▶ [WHAT THIS TASK INVOLVES]: Count how many lines in the items below contain the word "woman", and state only that number.

▶ [SUPPLIED ENTRIES]:
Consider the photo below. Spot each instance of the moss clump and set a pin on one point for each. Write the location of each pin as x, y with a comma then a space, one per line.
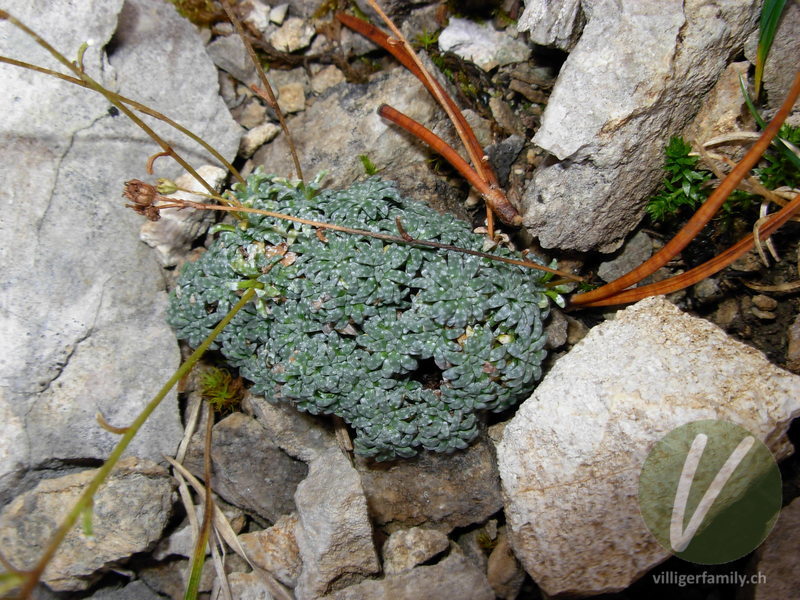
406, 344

...

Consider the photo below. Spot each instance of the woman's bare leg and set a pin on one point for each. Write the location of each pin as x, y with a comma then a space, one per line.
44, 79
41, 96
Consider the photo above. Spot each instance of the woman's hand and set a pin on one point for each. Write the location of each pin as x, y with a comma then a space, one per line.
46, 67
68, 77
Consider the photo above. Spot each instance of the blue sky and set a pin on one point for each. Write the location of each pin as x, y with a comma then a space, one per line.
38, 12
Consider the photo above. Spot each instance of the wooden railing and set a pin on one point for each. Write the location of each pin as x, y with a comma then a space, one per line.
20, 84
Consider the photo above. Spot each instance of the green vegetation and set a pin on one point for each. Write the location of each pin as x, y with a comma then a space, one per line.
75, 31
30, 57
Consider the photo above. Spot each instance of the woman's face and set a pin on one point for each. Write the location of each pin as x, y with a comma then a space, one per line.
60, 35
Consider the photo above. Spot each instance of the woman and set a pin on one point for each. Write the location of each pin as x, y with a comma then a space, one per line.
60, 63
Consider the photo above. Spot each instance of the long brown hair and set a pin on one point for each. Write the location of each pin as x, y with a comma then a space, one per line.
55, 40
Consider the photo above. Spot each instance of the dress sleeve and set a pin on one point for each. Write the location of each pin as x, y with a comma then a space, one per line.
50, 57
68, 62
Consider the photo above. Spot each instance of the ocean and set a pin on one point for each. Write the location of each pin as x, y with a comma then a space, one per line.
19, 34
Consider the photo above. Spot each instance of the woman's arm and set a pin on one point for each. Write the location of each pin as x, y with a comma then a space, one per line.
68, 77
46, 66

▶ [RESULT FOR THIS TASK]: 5